BEGIN RECORDED DATA
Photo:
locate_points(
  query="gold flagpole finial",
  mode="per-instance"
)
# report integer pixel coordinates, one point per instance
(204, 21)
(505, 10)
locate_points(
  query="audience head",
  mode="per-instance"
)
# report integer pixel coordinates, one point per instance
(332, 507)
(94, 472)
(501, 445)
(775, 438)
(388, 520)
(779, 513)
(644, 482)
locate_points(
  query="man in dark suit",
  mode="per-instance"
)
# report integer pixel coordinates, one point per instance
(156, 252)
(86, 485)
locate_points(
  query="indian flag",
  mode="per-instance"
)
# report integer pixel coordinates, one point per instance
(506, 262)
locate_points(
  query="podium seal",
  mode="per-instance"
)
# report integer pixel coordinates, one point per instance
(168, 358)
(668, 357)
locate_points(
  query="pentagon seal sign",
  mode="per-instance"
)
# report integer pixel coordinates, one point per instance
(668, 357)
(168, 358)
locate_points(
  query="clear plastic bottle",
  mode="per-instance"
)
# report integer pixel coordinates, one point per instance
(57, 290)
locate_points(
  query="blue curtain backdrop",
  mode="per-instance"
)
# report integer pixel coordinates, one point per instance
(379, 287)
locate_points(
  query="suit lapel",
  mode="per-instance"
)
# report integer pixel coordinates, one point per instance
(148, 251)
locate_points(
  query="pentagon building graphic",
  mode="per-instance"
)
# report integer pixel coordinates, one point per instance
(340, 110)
END RECORDED DATA
**ASSIGNED TASK**
Copy the listing above. Match every line exactly.

**EXERCISE OUTPUT**
Photo:
locate_points(
  query="gold flagpole finial",
  mode="per-instance"
)
# report integer pixel coordinates, one point per instance
(204, 21)
(505, 10)
locate_points(
  query="audience head",
  mode="per-instance"
)
# report integer pixel coordinates, one point per instance
(332, 507)
(94, 472)
(501, 445)
(775, 438)
(388, 520)
(779, 513)
(644, 482)
locate_points(
  query="man in dark suit",
  mode="per-instance"
)
# report integer pixel coordinates, one point per instance
(156, 252)
(86, 485)
locate_points(
  query="indian flag",
  mode="per-instance"
)
# report integer pixel coordinates, one point per instance
(506, 262)
locate_points(
  query="podium seal",
  mode="per-instance"
)
# report integer pixel coordinates, one point per instance
(168, 358)
(668, 357)
locate_points(
  query="pentagon seal sign",
  mode="per-instance"
)
# report integer pixel coordinates, one point per instance
(668, 357)
(168, 358)
locate_points(
  query="clear plastic bottle",
  mode="per-instance"
)
# report integer pixel coordinates, one point per instance
(57, 290)
locate_points(
  query="blue curtain backdrop",
  mode="per-instance"
)
# report integer pixel coordinates, one point per instance
(379, 287)
locate_points(
  query="suit lapel",
  mode="per-instance"
)
# report integer pixel coordinates, one point per instance
(148, 251)
locate_points(
  query="pentagon building graphic",
  mode="per-instance"
)
# report integer pixel coordinates, one point per instance
(340, 110)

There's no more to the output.